Exercise instructions: Quote every entry below word for word, leaving out the pictures.

----- Data for this exercise

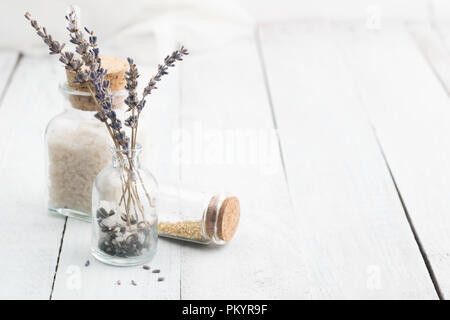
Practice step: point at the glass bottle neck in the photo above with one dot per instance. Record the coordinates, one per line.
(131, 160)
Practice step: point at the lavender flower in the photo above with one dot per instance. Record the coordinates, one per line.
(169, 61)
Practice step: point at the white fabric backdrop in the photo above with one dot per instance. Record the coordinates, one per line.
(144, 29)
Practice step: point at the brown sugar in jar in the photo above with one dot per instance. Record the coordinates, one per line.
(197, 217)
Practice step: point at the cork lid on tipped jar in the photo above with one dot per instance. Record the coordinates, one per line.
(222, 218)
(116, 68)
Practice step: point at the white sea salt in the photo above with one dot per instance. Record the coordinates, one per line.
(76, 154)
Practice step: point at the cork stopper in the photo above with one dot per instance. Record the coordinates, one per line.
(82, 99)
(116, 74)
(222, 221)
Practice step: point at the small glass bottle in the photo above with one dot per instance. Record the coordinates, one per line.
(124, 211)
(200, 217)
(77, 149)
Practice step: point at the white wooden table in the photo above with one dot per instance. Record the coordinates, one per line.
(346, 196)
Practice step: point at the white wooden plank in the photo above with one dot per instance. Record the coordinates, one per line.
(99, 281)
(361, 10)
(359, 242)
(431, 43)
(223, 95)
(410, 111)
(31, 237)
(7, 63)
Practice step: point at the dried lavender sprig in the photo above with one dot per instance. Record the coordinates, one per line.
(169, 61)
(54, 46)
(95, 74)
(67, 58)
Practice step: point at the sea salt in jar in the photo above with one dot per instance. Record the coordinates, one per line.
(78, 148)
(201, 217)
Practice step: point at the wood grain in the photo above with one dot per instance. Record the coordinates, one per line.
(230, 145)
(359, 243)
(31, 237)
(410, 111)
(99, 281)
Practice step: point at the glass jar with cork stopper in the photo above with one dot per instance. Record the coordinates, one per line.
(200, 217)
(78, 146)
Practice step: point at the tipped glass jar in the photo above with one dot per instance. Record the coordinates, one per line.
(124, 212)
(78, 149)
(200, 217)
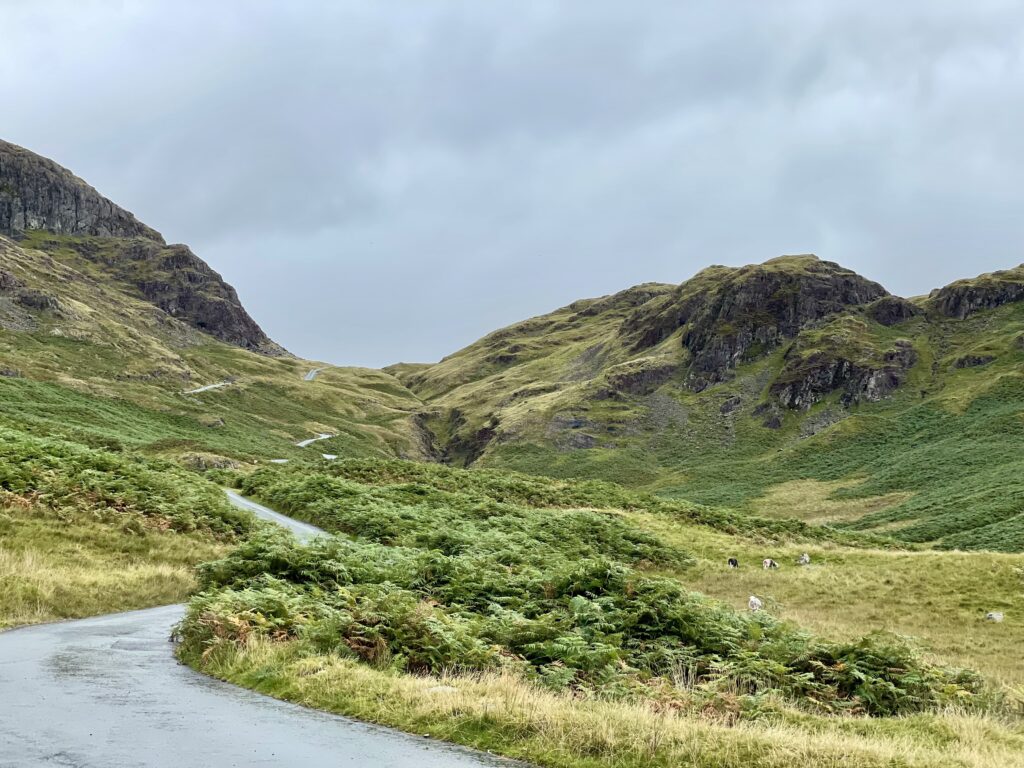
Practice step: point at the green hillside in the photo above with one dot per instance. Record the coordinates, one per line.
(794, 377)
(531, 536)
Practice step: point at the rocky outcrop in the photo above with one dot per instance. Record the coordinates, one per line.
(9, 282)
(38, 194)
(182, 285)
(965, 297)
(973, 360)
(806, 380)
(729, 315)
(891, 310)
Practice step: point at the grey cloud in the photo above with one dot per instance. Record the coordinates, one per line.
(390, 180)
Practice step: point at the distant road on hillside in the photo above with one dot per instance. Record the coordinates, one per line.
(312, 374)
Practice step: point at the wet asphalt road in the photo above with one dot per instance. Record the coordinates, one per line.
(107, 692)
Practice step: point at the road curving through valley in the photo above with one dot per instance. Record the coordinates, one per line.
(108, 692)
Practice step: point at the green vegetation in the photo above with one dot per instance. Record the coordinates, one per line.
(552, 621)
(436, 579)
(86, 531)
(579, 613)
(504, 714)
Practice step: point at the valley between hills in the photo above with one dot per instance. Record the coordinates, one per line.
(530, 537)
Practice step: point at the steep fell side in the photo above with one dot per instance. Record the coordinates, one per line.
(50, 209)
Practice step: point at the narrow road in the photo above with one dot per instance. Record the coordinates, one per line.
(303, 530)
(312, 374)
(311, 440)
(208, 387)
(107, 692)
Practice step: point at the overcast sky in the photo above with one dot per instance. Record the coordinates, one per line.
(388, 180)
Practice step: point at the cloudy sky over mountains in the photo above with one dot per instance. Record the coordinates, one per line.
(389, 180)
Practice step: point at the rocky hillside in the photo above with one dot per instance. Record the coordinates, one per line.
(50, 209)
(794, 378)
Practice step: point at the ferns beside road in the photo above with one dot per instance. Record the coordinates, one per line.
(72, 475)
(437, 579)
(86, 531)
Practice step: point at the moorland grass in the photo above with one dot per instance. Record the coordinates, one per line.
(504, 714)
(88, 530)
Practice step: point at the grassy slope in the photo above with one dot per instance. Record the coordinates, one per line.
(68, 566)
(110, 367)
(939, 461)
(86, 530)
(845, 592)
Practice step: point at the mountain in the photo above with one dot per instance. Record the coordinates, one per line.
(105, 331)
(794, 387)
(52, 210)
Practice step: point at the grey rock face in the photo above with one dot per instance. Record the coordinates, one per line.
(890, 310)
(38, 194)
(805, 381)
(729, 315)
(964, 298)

----------

Full answer:
Practice step: point at the glass bottle neck in the photo above with one dot per instance. Record the coordinates, one per line.
(131, 160)
Practice step: point at the lavender flower in the photo above with one dot per instance. Record the coordinates, one per line.
(169, 61)
Practice step: point at the white fabric backdrop in the photo above with one dot per instance. Record the coordinates, one per line.
(144, 29)
Practice step: point at the brown sugar in jar in the photo above with one dot per instance. Record the coordinates, one per line.
(197, 217)
Practice step: point at the cork lid on tipped jar in the photo above with one dot per instance. Record the coordinates, one per line.
(222, 218)
(116, 68)
Practice step: point at the white sea salt in the photo above with one dot per instance. Record the coordinates, one per line.
(76, 154)
Practice step: point at the cork stopper in the photo above with one dot per instance. Record the coordinates, one per line.
(82, 99)
(116, 74)
(222, 221)
Practice step: point at the small glass bottle in the photo above with one dot per instance. Record the coordinates, one per line.
(124, 211)
(200, 217)
(77, 149)
Practice step: point at the white wooden table in the photo above with one dot per instance. Record the coordinates, one per line.
(346, 196)
Practice step: point at the white wooden plank in the photo above with one dot per instance. Record the coordinates, one per line.
(99, 281)
(361, 10)
(359, 242)
(431, 43)
(223, 95)
(410, 111)
(31, 237)
(7, 63)
Practice step: point at the dried lavender sprig in the photo above with one dot per instance. Record the coordinates, one per line.
(169, 61)
(54, 46)
(95, 74)
(67, 58)
Practice step: point at the sea salt in jar in the photo above with one dot per instance. Record the coordinates, one per line.
(78, 148)
(201, 217)
Practice step: point at the wood grain in the photo above with one dot per instance. Record the coordinates, one per line.
(230, 145)
(359, 243)
(31, 237)
(410, 111)
(99, 281)
Practice step: point at the glass jar with cork stopper in the photo above with one dot per instance. Record the coordinates, one per line.
(200, 217)
(78, 146)
Practice step: point at the tipped glass jar in the photo above with one dot per instance. Record the coordinates, one per line.
(124, 212)
(78, 149)
(200, 217)
Practice step: point at the green hillside in the photo above with one dot per instance. Record the coordinates, one per line.
(794, 377)
(531, 536)
Practice step: point at the rocky outcrop in the photo above with one dot per instance. Record the coordinates, one per line.
(9, 282)
(38, 194)
(182, 285)
(965, 297)
(973, 360)
(806, 380)
(729, 315)
(891, 310)
Practice step: point at the grey cloud in the photo above with one dot per instance. Record the coordinates, one per line.
(390, 180)
Practice step: point at the distant road on hillside in the photo above with one dot per instance. Record the coordinates, one per line.
(312, 374)
Practice step: point at the wet asphalt road in the photo above with one dot per instance. Record the coordinates, one per line.
(107, 692)
Practice step: point at the road curving through valley in the photo above with one dot per instance. Record the coordinates, one per line.
(108, 692)
Practice step: point at the green vegetation in the photo above with one dot per instance. Record the coordinates, one per line.
(552, 621)
(436, 579)
(86, 531)
(579, 613)
(504, 714)
Practice step: point at the valley between hills in the photo above with one dot per instance. Record the coordinates, one per line.
(530, 537)
Practice step: point at the steep fell side in the photo above with one dot per instance. Record the coordinates, one per line.
(50, 209)
Practice step: point at the narrow road in the photo above with one dot per instance. Record the coordinates, one per line.
(303, 530)
(312, 374)
(311, 440)
(208, 387)
(107, 692)
Practice step: point at the overcast sky in the photo above with one dot per instance. Record the coordinates, one per line.
(388, 180)
Practice step: point at the cloudy sky over mountains in the photo above with one dot per instance. Record the coordinates, one per line.
(389, 180)
Practice step: point at the rocky hillside in the photo above with one dot per instance. Record the coordinates, one per line.
(50, 209)
(794, 378)
Practice step: point at the ferns beside road in the photo above with one dot per instance. Record the coordinates, one per line.
(72, 475)
(437, 579)
(86, 531)
Practice step: point at the moorland grass in the photo above with one dot per instance. Record the coordinates, one per line.
(504, 714)
(88, 530)
Practice step: point at the grassy slope in the photo above with one dot per instance. Record the coordinates, one per line.
(68, 566)
(110, 367)
(939, 461)
(86, 530)
(845, 592)
Practice step: point at the mountain in the photo above with one dot per instance. Record the coordinates, one per line.
(105, 331)
(794, 387)
(52, 210)
Practice step: point at the grey rock face in the photo above with one dot per instance. Record the coordinates, one per line.
(890, 310)
(38, 194)
(805, 381)
(729, 315)
(964, 298)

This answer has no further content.